---------- Material to process

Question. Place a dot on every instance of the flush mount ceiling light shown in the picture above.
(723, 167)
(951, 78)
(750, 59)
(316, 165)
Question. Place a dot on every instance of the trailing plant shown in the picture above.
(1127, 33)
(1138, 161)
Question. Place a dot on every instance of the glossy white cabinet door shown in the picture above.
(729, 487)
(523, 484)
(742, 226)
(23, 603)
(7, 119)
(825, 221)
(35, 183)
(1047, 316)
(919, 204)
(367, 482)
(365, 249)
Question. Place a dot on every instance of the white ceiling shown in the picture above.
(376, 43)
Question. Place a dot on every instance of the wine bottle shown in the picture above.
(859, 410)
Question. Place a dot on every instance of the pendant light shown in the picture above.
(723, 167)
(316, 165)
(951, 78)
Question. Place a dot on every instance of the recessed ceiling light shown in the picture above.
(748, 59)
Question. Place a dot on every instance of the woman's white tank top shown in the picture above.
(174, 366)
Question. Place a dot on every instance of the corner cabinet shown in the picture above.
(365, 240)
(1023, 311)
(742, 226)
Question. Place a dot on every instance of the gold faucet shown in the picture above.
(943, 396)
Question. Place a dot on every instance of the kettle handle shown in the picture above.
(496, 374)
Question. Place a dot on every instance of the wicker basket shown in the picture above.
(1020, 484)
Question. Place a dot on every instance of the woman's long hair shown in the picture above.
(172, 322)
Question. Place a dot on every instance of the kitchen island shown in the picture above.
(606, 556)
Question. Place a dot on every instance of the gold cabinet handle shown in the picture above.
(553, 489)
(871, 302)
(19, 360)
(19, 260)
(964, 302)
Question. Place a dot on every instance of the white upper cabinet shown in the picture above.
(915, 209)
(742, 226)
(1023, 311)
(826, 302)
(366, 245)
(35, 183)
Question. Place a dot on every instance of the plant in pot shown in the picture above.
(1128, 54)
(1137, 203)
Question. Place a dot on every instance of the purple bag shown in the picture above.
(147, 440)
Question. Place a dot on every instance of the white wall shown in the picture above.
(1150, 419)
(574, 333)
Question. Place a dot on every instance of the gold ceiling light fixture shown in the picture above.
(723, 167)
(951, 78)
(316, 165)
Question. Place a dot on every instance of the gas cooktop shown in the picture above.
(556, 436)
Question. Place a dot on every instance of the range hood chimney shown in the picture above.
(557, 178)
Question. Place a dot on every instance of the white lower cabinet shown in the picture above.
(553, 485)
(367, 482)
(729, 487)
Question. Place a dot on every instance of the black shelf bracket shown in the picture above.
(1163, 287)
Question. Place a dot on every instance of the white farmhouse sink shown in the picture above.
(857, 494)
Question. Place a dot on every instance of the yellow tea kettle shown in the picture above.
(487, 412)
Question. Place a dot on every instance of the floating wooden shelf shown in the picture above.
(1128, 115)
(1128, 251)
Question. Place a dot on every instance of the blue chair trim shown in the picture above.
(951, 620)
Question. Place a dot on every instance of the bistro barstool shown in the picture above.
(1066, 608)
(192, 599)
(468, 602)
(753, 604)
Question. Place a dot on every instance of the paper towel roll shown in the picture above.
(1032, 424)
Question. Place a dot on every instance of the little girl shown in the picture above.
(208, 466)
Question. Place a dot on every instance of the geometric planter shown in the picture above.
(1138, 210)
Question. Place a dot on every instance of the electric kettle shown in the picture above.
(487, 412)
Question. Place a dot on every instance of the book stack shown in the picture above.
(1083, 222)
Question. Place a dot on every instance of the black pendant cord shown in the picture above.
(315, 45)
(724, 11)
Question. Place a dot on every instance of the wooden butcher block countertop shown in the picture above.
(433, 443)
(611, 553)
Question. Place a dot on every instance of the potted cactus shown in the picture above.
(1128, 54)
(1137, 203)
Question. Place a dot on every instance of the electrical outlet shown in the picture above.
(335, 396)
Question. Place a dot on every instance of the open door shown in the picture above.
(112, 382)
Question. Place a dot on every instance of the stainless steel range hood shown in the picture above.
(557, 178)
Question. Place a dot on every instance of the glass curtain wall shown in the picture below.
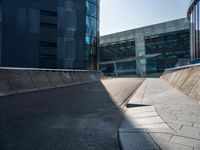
(194, 31)
(92, 33)
(172, 49)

--------------------

### Instructions to follow
In your copy, repeat each record exactly and include no pictures.

### Expected output
Question. Place a dot on every instance of the flush mount ceiling light shown in the picture above.
(723, 167)
(951, 78)
(750, 59)
(316, 165)
Question. Place a dot on every instance of the trailing plant shown in the picture above.
(1127, 33)
(1138, 161)
Question. Place a dot on every instance of the glossy white cabinet door shown in the picture above.
(729, 487)
(523, 484)
(742, 226)
(23, 603)
(7, 119)
(825, 221)
(35, 183)
(1047, 316)
(919, 204)
(367, 482)
(365, 249)
Question. Place a dot on every instance of the white ceiling shown in the picture above.
(376, 43)
Question. Place a dot on every instance of the wine bottle shown in the picture above.
(859, 410)
Question. Place a dot on every instance of the pendant light shown in the picture above.
(723, 167)
(316, 165)
(951, 78)
Question. Place a dot on every instance of the recessed ceiling light shown in the picture above.
(748, 59)
Question. Place a dot on every instance of the woman's white tank top shown in the picture above.
(174, 366)
Question. Place a dot on every instance of the corner cabinet shown in the picture above.
(365, 240)
(1023, 311)
(742, 226)
Question. Place a dot on every instance of the gold faucet shown in the picture above.
(943, 396)
Question. Place a dot on every instance of the kettle handle shown in the picture above.
(496, 374)
Question. Place a dot on every instance of the wicker basket shown in the picture above.
(1020, 484)
Question. Place a dot on every instance of the woman's long hair shown in the picture above.
(172, 322)
Question. Place a dot on every instance of the kitchen island shown in the picture above.
(606, 556)
Question. Place a dot on every instance of the gold cabinet handle shown in the picture above.
(553, 489)
(871, 302)
(19, 360)
(19, 260)
(964, 302)
Question. Place a dot on every instance of the white upper cabinet shown in the picture above.
(915, 209)
(742, 226)
(1023, 311)
(826, 302)
(366, 245)
(35, 183)
Question. Place a dot on every instance of the plant in pot shown in the picture above.
(1128, 54)
(1137, 203)
Question. Place a dot on every instance of the purple bag shown in the picture above.
(147, 440)
Question. Place a dot on every instance of the white wall shown in the picture above.
(1150, 419)
(574, 333)
Question. Place a dot on every instance of the gold ceiling light fixture shown in the picture above.
(723, 167)
(951, 78)
(316, 165)
Question. Place a dot on every instance of the gas cooktop shown in the picture above.
(556, 436)
Question. Place a dot on every instance of the range hood chimney shown in the picture above.
(557, 178)
Question. Place a dot on every instance of the white lower cabinet shown in the picture above.
(553, 485)
(367, 482)
(729, 487)
Question. Place a dot on every instance of the black shelf bracket shown in the picture above.
(1163, 287)
Question. Place a dot on every instance of the white farmhouse sink shown in the picture above.
(857, 494)
Question. Place a dot on every instance of the yellow tea kettle shown in the picture above.
(487, 412)
Question. Place a dot on every instance of the floating wooden shelf shown in the picture above.
(1128, 115)
(1128, 251)
Question. Place a dot on every instance of the blue chair trim shown in the picture above.
(951, 620)
Question. Place a dot on every instance of the bistro barstool shown in the picture above.
(1066, 608)
(192, 599)
(468, 602)
(753, 604)
Question. Place a dot on every instance of the paper towel roll shown in the picture above.
(1032, 424)
Question. Place a dot on every instance of the little girl shown in the picture above.
(208, 466)
Question. Place a dot on every instance of the geometric planter shown in the picture above.
(1138, 210)
Question. Place a dot on every instance of the electric kettle shown in the picture above.
(487, 412)
Question. Place a dot on every instance of the book stack shown in the picture above.
(1083, 222)
Question. Place a dot on every instance of the black pendant cord shown in the picture above.
(315, 45)
(724, 11)
Question. Place a dot on every instance of the wooden butcher block countertop shown in the picture above.
(433, 443)
(611, 553)
Question. Place a dot on every instance of the potted cactus shown in the picture above.
(1128, 54)
(1137, 203)
Question. Place a dot on every instance of the electrical outlet shown in the picture above.
(335, 396)
Question. Place a dot on every instance of the open door shown in the picture above.
(112, 382)
Question. Place a dot on every instance of the stainless steel range hood shown in the picture above.
(557, 178)
Question. Place a dot on every instance of the glass curtain wall shown in the picture below.
(194, 31)
(92, 33)
(172, 49)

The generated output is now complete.